TASK DESCRIPTION:
Everything from the line containing "Verify that every instance of the microphone head" to the last line of the records must be returned verbatim; nothing else belongs in the output.

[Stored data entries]
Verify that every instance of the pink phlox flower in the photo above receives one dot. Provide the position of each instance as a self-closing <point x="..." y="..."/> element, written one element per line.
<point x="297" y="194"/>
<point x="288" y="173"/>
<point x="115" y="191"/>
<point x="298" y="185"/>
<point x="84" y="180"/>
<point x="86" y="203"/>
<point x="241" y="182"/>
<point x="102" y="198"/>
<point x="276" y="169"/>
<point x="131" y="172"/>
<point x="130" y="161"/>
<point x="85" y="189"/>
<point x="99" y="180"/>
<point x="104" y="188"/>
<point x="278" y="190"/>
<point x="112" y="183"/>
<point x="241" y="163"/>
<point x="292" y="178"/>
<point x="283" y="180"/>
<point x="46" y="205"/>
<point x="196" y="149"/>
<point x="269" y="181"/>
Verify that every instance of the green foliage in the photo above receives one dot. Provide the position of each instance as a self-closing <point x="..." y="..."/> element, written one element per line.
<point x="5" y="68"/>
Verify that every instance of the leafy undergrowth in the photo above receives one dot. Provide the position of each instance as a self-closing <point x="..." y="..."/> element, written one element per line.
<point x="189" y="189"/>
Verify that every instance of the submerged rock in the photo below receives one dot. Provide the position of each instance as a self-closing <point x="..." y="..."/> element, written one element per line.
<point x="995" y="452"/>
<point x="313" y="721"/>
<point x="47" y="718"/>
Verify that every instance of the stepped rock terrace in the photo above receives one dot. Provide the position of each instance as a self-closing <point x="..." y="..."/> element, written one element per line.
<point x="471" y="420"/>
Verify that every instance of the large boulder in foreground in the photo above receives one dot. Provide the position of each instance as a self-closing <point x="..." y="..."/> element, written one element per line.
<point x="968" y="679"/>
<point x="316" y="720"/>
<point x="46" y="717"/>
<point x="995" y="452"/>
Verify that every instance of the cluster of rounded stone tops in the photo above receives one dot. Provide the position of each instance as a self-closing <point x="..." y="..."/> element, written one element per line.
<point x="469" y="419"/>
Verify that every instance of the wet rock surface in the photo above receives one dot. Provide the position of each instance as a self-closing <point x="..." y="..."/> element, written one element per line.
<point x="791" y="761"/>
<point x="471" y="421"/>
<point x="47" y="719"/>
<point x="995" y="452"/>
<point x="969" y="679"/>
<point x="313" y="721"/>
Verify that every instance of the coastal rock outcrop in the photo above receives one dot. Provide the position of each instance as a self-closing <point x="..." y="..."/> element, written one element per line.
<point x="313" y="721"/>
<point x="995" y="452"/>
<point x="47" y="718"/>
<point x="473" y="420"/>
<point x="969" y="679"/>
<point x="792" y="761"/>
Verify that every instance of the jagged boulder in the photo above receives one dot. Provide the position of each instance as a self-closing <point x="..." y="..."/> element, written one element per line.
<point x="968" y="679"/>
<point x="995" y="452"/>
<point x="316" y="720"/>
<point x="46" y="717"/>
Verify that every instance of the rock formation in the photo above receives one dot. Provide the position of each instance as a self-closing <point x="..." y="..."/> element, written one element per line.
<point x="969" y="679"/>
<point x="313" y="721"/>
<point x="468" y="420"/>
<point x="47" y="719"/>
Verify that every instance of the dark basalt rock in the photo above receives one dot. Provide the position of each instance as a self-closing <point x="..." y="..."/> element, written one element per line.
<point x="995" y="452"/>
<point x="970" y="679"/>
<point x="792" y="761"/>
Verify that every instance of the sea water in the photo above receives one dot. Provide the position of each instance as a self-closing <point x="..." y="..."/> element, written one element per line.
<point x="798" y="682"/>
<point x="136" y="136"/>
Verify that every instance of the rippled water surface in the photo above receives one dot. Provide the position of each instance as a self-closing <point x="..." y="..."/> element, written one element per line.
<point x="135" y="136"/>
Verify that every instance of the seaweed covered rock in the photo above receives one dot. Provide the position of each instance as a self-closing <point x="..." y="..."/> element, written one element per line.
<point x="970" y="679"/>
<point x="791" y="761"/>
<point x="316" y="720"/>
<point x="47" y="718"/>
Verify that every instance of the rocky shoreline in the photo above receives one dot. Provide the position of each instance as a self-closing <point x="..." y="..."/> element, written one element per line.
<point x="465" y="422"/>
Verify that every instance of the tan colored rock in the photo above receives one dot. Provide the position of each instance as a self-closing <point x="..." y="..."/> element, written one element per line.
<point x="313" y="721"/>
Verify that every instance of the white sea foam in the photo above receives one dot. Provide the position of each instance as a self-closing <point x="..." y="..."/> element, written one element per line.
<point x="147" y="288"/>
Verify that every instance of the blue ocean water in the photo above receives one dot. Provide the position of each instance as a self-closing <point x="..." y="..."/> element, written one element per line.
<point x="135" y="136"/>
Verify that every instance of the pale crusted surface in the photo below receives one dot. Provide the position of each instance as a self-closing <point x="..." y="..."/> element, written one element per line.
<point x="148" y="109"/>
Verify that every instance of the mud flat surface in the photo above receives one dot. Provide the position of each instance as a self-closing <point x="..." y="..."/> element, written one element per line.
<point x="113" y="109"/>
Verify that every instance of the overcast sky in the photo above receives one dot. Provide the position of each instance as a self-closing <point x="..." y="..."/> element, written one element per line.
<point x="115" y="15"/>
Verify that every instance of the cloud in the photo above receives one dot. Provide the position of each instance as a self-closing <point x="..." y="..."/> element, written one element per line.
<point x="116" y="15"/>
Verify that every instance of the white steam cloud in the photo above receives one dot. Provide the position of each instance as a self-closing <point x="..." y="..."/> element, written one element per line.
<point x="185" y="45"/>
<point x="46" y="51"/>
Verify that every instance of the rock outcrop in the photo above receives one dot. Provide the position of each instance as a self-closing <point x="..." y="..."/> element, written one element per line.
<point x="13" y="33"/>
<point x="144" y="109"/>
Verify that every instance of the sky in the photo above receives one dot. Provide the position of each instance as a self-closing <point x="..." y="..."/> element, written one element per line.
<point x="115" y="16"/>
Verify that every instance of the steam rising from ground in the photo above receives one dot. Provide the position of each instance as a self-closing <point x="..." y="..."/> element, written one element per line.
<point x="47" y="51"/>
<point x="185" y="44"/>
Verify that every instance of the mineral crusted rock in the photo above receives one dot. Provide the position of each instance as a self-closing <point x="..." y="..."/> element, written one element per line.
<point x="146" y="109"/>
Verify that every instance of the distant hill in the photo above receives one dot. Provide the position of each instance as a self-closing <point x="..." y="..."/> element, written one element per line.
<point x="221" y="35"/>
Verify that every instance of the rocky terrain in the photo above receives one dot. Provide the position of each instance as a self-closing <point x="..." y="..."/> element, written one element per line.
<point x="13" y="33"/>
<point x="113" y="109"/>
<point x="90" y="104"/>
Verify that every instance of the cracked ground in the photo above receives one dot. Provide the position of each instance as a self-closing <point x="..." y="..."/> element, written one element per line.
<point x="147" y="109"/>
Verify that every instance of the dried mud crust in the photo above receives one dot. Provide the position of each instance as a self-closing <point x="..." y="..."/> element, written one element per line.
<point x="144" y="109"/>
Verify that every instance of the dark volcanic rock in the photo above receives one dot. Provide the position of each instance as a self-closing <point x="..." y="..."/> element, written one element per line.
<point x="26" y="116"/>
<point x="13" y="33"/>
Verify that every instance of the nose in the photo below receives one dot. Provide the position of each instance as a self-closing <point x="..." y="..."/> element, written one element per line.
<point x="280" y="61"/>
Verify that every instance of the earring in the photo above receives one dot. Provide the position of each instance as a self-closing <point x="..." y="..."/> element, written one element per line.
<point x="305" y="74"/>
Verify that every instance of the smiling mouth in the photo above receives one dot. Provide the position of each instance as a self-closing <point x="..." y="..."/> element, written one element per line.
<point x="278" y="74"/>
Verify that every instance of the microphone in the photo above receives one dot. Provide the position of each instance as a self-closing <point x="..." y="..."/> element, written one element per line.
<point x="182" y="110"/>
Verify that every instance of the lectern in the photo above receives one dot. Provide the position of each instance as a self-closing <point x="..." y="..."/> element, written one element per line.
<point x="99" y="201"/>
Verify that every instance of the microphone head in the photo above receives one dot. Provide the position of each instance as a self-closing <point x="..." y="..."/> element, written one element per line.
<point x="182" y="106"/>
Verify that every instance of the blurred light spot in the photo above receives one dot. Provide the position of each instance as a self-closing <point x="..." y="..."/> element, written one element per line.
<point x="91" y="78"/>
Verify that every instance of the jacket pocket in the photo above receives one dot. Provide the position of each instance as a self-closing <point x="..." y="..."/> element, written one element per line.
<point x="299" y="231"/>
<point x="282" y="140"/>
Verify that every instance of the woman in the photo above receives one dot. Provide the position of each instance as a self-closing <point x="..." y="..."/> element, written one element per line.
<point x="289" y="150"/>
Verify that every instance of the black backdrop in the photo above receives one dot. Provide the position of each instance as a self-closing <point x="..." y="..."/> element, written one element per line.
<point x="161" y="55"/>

ANSWER BELOW:
Verify that every instance of the microphone head in the photo above receives one dot. Provide the position of each instance as a self-closing <point x="..." y="..."/> element, written one element per line.
<point x="182" y="106"/>
Verify that every instance of the blurred light spot in the photo above receives one dot. Provide the position of each instance as a self-closing <point x="..." y="..."/> element, written one element per line.
<point x="91" y="78"/>
Verify that every instance of the jacket pocket in the photo above receives one dot. Provide the position of each instance as a self-closing <point x="..." y="..."/> element, written one element per line.
<point x="299" y="231"/>
<point x="282" y="140"/>
Verify that every instance of the woman in the photo above receives one dot. Provide the position of each instance as a self-closing <point x="..." y="..."/> element, written one element per line.
<point x="289" y="150"/>
Verify that every instance of the black backdrop in the photo above receives one dot. Provide the position of each instance as a self-closing <point x="..." y="..."/> element, written one element per line.
<point x="161" y="55"/>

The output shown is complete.